> _EXERCISE TASK_:
Everything from the line containing "Target: grey train carriage" through the last line of the records must be returned verbatim, and nothing outside that range.

> _LISTED RECORDS_:
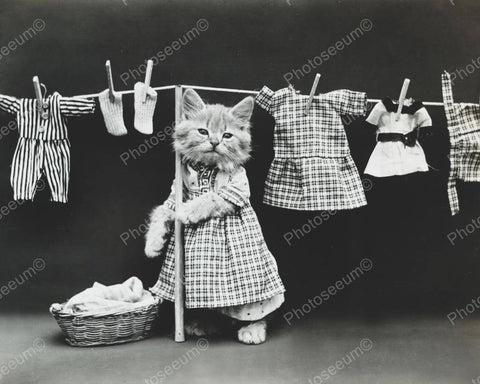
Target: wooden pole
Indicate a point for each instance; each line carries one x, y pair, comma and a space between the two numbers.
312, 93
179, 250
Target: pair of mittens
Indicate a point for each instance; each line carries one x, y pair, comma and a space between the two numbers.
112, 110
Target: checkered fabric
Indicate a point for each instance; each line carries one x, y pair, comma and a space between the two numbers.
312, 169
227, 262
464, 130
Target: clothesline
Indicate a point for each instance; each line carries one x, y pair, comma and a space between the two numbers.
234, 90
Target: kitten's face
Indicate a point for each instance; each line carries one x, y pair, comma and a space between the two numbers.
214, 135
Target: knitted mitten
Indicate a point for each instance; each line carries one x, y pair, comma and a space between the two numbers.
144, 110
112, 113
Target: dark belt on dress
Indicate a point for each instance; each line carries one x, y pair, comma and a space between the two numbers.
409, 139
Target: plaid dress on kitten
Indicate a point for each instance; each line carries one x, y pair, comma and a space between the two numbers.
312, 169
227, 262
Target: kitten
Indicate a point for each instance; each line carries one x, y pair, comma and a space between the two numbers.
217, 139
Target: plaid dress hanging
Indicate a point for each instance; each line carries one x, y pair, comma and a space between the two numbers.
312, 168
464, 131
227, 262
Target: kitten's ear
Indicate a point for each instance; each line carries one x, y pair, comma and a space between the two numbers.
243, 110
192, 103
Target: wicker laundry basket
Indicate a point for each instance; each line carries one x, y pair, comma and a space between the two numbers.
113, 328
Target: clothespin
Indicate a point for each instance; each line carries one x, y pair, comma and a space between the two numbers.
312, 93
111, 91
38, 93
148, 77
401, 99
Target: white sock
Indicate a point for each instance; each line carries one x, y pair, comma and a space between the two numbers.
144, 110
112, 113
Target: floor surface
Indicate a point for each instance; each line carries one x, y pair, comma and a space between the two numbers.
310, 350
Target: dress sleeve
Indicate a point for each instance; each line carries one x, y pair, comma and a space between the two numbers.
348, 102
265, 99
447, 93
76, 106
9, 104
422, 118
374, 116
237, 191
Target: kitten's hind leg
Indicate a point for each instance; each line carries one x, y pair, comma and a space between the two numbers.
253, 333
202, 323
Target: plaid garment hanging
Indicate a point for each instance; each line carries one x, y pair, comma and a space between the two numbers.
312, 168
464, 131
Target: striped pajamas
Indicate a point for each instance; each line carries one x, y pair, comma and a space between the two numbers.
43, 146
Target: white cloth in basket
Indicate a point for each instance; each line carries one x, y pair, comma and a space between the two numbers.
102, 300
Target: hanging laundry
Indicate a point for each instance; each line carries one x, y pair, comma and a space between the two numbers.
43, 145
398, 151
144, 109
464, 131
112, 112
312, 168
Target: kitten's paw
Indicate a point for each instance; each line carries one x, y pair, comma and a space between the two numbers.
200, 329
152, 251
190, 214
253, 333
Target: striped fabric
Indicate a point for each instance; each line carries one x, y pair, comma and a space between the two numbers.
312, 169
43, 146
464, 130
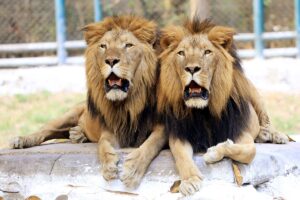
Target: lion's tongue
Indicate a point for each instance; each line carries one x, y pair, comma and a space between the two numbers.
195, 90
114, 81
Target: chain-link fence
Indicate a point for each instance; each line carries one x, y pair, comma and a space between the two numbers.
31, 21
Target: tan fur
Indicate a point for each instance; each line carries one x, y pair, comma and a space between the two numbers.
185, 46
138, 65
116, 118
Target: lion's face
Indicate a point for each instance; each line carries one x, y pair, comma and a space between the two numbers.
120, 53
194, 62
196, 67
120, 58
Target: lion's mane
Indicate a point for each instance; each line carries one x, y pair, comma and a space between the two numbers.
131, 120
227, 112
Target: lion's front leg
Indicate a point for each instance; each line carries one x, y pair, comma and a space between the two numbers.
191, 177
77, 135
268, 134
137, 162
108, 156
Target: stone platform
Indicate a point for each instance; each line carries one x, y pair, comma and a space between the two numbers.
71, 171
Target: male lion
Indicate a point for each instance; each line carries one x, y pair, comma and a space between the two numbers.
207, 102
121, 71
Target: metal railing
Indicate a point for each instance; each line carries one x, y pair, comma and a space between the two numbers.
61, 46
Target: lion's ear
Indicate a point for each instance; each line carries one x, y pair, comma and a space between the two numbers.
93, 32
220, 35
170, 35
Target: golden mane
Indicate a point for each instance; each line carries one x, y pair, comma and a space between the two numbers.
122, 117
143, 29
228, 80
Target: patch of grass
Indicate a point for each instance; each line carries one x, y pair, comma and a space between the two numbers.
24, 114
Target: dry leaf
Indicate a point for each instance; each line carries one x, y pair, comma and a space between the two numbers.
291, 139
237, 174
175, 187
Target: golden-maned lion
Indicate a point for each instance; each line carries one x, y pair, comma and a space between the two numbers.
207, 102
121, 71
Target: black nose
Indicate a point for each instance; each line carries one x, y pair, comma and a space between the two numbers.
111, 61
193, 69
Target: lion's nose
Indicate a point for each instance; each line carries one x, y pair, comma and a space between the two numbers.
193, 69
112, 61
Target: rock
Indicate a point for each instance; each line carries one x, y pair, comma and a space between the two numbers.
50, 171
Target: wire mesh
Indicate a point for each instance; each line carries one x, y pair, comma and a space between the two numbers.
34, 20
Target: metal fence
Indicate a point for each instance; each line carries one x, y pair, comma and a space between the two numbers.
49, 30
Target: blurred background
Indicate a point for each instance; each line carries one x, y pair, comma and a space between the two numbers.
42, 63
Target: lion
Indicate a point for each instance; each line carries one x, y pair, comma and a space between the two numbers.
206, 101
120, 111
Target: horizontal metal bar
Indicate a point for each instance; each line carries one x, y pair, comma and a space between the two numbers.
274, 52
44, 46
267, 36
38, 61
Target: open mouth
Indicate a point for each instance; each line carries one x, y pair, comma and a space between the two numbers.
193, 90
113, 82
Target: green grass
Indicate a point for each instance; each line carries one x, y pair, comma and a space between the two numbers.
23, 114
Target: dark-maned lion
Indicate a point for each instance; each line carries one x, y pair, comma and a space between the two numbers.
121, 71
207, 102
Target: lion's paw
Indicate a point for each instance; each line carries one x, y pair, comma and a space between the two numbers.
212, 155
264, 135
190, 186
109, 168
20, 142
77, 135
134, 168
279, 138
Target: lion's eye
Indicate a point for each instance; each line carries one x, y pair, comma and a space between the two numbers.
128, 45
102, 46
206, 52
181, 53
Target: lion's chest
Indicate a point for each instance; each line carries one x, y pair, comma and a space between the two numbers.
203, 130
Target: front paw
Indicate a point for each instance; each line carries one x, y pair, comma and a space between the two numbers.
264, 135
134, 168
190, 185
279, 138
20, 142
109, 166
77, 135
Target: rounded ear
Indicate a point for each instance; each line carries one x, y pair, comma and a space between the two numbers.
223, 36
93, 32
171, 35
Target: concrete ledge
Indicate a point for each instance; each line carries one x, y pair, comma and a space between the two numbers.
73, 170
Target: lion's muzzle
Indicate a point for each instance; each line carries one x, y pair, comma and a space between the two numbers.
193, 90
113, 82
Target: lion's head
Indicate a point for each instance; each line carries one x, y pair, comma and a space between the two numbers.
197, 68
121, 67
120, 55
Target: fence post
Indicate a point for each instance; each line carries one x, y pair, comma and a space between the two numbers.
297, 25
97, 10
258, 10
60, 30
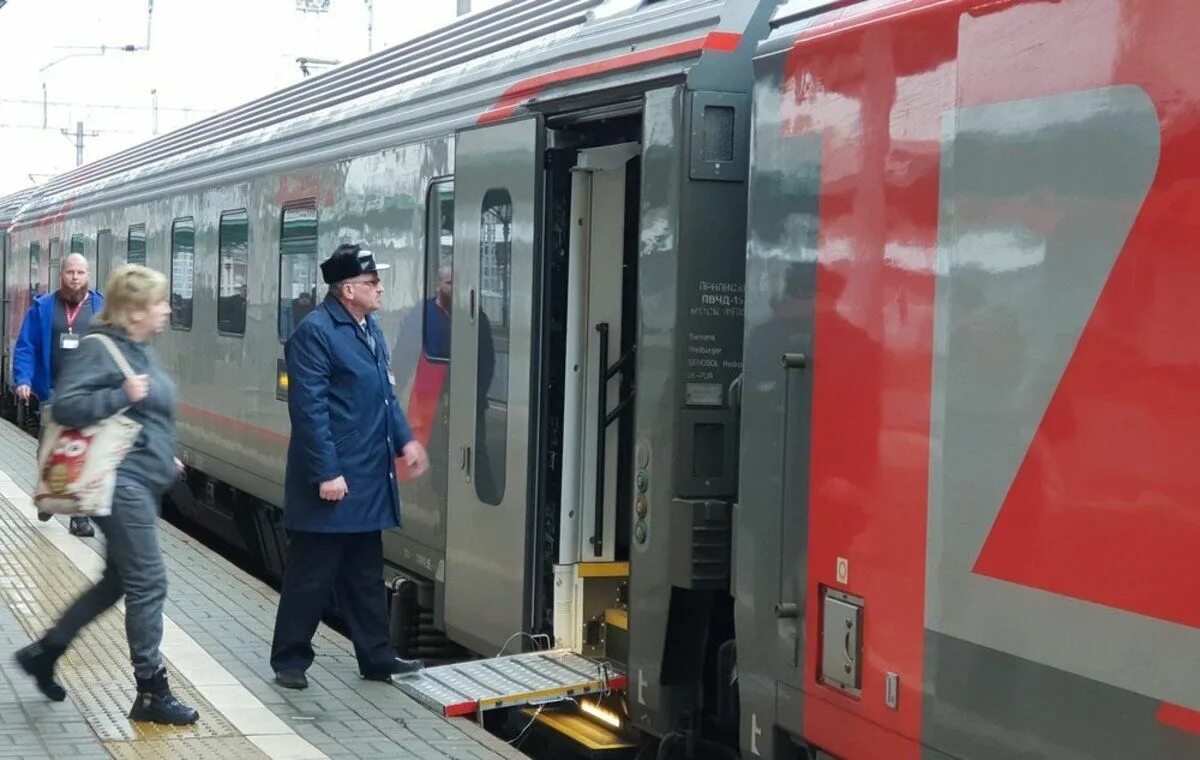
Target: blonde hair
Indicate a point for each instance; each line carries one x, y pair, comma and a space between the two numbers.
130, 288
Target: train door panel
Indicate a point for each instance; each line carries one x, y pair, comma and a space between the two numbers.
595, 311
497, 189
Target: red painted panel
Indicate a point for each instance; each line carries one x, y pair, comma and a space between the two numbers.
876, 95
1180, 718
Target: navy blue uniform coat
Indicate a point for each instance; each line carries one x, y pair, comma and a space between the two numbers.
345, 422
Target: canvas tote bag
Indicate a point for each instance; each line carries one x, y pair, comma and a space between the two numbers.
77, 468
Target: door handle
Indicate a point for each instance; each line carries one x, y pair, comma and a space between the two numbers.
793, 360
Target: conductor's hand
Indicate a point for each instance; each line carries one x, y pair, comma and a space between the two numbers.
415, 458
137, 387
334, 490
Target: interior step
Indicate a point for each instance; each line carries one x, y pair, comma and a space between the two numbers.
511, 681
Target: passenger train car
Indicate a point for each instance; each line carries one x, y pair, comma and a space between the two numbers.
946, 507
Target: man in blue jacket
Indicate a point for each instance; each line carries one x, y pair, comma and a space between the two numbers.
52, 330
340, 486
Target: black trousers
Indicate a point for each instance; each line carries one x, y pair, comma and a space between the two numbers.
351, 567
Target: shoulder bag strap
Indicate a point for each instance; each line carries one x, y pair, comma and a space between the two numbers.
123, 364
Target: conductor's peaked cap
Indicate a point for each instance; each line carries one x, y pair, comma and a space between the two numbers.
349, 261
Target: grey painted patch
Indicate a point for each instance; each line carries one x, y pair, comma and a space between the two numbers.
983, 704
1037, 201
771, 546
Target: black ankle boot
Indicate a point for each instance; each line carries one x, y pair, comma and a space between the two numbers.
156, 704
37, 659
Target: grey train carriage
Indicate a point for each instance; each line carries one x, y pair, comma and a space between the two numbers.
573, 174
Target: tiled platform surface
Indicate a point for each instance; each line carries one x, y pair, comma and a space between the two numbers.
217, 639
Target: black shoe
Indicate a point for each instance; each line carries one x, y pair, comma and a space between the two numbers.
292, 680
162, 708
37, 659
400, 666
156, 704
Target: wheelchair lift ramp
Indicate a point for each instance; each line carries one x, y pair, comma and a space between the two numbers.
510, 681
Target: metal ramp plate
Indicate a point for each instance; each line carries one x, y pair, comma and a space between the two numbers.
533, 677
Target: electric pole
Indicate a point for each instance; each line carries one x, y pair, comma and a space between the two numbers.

> _COMPLETE ANSWER_:
Target: grey train carriage
Indicate a point for each instance; each line carries one x, y pair, comma and a space between the two numbers.
573, 174
Target: tiled platform surface
Indicate a point for each instance; each line carries one x, y pair, comma and a space between the two numbers.
217, 639
Target: black shoe
Indicate a point for each instance; each line carries one x, y pair, comma and a space between the two numbers.
292, 680
162, 708
37, 659
400, 666
156, 704
Target: wheelchair lift ramp
Indicate a point for each instance; each line carries one x, y pair, comma and a space between the two numbers.
510, 681
Target: metal ramp plate
Indicate a point for each instance; each line carries one x, y pair, comma and a space between the two numbers.
533, 677
Target: electric pole
Indicate a point for each instance; each line carries one x, y pair, comma and a space between the two numbers.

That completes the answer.